Work instructions →
Go to the line that contains "sky in the photo above." and extract it along with every line after it, exactly, through the end of the data below.

Records shown →
** BEGIN **
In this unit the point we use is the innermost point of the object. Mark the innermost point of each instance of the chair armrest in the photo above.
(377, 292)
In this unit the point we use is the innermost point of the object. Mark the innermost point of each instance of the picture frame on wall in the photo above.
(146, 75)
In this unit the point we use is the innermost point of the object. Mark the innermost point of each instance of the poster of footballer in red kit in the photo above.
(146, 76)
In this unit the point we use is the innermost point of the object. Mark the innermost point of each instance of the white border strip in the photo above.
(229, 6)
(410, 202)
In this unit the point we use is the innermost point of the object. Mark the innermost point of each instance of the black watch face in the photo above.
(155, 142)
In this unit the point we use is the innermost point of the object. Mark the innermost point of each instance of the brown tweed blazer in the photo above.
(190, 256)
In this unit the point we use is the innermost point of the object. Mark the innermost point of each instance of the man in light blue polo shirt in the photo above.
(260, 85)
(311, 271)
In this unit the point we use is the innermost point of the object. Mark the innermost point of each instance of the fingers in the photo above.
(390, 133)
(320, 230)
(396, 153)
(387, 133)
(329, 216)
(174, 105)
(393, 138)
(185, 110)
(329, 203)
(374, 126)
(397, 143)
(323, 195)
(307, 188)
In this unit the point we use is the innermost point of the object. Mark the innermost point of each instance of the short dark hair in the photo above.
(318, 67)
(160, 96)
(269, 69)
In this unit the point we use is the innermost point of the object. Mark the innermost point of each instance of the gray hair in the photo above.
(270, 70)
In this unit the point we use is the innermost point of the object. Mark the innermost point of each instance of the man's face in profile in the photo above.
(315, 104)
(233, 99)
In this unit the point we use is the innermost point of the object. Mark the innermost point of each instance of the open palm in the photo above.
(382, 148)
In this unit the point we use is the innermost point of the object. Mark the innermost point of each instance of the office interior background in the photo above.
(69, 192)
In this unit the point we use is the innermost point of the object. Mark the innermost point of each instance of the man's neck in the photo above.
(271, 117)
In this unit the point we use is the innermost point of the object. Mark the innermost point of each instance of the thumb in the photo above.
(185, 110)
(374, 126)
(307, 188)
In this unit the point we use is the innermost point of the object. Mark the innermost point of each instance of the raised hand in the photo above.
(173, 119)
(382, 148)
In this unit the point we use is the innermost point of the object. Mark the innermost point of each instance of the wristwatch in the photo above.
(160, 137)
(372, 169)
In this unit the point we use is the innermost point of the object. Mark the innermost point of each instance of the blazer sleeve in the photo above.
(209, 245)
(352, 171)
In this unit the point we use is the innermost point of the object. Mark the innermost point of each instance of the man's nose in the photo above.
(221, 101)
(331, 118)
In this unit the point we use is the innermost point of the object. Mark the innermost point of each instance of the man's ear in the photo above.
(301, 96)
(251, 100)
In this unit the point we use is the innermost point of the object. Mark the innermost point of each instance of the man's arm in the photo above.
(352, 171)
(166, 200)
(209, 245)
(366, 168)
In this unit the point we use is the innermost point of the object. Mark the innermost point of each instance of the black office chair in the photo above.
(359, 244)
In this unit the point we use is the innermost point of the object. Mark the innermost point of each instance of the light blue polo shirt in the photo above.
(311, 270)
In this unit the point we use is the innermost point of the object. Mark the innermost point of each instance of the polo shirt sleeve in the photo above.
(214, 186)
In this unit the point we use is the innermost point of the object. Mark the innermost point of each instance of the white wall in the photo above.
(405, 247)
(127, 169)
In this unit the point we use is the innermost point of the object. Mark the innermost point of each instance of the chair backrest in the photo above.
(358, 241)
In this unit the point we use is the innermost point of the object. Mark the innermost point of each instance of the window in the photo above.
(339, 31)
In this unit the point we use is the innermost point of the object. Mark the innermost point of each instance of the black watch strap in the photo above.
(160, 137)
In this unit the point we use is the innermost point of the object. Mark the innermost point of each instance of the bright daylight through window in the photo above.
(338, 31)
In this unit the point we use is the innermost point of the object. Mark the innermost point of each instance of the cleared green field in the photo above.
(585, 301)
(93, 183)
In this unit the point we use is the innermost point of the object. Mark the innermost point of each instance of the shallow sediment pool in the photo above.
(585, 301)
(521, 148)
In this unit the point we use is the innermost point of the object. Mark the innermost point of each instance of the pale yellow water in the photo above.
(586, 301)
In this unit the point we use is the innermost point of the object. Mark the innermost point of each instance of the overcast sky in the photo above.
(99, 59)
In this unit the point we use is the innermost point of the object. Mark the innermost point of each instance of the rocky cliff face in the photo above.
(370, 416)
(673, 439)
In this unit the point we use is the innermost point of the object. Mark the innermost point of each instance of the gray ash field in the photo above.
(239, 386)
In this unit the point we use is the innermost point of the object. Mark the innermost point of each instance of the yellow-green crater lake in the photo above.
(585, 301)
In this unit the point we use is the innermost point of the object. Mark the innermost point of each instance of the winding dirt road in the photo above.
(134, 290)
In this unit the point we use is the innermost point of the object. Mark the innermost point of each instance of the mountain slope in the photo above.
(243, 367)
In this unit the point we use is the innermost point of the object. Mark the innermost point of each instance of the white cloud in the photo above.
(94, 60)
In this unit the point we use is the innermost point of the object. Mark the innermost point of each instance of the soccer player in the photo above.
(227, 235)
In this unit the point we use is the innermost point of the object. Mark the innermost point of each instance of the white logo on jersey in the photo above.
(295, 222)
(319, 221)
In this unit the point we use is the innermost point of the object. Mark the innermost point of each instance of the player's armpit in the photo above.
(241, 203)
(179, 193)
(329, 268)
** END **
Task result →
In this unit the point we use is the innermost point of the object. Mark the innermost point of each instance of the overcast sky in the photo above.
(99, 59)
In this unit the point we use is the innermost point of the object. Mark the innermost point of each instance of the rocky cliff face in the photo above.
(370, 416)
(673, 439)
In this unit the point we use is the innermost point of the object. Mark the innermost point of each instance of the gray ash field in the photo above.
(239, 386)
In this unit the point we use is the innermost point of the object. Mark the innermost point of each instance of the yellow-green crater lake in the photo above.
(585, 301)
In this unit the point we use is the innermost point of the object. Mark the innermost point of each instance of the winding dirt road in the photo above.
(134, 290)
In this unit the point we use is the innermost point of the object. Mark the innermost point of each instance of the mountain slope in the photo above.
(243, 367)
In this unit the point we use is the innermost point of the object. Mark the innermost point of each instance of the white cloud in the photo above.
(94, 60)
In this unit the point we use is the innermost point of the object. Mark the innermost point of each instance of the soccer player in the photo above.
(227, 235)
In this unit the point we use is the innermost point of the object. Mark the innermost point of each instance of the white logo on jersey in the photo above.
(295, 222)
(319, 221)
In this unit the point we use is the innermost point of the object. Mark the innermost point of each instance of the player's armpit in the photo above.
(241, 203)
(179, 193)
(329, 268)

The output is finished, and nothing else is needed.